═══ SUPPLIED INFORMATION ═══

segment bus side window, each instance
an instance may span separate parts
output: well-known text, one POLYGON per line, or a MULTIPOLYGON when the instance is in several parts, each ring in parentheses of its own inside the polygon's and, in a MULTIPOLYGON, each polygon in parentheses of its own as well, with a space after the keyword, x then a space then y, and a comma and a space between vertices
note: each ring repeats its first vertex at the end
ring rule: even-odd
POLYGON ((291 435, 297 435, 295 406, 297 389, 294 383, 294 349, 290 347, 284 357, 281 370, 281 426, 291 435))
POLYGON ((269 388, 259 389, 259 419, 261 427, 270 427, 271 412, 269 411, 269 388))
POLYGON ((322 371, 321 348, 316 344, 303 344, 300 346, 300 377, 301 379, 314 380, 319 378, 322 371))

═══

Each line from the start of the records through the line holding "note: each ring" must be returned exactly; nothing else belongs in the answer.

## EXERCISE RESULT
segment bus side window, each instance
an instance may span separate parts
output: well-known text, one POLYGON per line, or a MULTIPOLYGON when the instance is in several parts, each ring in parentheses of its own inside the polygon's and, in a MULTIPOLYGON, each polygon in parentheses of its own as well, with a space after the keyword, x then a space then y, and a comma and a space between vertices
note: each ring repeats its first vertex at the end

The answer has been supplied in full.